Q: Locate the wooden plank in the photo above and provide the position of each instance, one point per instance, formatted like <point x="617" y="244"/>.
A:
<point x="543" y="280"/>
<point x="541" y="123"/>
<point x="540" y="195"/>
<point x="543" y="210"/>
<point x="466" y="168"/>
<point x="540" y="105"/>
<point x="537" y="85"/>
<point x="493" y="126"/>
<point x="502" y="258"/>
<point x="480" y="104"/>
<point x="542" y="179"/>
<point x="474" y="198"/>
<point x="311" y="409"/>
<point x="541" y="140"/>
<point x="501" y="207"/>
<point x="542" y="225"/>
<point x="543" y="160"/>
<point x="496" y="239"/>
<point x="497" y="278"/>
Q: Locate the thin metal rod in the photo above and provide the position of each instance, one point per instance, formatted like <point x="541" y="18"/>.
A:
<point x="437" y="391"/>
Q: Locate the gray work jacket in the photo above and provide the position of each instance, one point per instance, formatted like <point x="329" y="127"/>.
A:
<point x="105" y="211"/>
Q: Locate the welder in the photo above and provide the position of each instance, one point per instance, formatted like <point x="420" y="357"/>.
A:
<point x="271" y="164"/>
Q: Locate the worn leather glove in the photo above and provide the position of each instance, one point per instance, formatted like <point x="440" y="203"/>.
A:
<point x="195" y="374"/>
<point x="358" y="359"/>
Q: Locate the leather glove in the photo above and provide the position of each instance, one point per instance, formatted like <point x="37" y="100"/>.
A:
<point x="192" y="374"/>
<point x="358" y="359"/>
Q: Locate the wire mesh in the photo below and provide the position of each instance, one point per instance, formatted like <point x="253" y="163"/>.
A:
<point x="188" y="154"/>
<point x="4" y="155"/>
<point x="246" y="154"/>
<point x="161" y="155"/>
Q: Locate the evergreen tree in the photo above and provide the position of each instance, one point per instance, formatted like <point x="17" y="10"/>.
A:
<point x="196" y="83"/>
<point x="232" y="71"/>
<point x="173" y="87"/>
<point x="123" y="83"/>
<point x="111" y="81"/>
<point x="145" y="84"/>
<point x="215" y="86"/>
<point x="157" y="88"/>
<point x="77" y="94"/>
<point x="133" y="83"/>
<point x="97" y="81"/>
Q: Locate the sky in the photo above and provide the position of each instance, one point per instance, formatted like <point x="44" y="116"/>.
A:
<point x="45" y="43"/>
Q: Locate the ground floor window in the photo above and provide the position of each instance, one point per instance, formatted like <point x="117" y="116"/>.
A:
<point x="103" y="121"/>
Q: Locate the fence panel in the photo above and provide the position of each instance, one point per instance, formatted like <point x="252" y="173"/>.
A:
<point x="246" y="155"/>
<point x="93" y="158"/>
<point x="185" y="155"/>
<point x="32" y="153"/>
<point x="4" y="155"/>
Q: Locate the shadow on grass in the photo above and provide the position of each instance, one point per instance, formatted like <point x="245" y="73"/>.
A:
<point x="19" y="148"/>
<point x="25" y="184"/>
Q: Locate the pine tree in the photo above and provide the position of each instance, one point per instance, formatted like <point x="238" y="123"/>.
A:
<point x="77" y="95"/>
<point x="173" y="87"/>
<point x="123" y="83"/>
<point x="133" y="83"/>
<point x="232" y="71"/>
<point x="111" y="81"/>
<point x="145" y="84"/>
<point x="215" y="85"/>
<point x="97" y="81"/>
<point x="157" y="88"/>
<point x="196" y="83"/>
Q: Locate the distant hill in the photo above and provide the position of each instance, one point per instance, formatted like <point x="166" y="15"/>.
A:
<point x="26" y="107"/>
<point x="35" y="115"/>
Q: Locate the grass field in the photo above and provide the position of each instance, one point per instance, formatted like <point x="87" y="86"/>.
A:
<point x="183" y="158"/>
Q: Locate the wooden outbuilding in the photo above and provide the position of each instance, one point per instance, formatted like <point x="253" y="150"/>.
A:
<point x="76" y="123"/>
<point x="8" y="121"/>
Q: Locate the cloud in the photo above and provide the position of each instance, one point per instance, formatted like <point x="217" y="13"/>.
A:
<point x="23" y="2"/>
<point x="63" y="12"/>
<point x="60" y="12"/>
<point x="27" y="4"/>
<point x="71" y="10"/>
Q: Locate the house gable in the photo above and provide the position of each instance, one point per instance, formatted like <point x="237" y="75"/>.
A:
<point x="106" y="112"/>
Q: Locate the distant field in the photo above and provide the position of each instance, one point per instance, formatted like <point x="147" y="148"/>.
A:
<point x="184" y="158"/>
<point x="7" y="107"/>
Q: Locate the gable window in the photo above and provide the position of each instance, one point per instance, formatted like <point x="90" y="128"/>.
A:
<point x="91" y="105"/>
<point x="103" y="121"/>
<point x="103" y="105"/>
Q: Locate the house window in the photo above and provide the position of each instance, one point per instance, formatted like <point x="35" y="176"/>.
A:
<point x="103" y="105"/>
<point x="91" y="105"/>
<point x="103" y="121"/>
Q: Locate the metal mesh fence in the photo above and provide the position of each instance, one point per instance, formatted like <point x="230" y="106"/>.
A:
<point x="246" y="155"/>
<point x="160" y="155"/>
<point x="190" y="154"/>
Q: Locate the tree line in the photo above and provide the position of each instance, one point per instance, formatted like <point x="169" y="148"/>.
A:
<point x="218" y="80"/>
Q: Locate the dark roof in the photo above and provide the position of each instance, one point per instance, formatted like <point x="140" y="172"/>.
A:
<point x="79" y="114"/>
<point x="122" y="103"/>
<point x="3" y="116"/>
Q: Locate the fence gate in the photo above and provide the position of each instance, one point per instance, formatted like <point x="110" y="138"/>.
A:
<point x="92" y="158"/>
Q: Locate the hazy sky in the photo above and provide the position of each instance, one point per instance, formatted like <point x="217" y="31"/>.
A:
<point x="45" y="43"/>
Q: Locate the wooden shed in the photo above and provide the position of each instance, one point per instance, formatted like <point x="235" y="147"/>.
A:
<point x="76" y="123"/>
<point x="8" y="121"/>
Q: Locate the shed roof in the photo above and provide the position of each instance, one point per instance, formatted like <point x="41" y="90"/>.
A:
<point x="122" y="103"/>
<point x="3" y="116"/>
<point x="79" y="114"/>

__________________________________________________

_Assignment:_ Go through the material above and count the lines that contain "house"; answer with the number alone.

_Response box:_ 2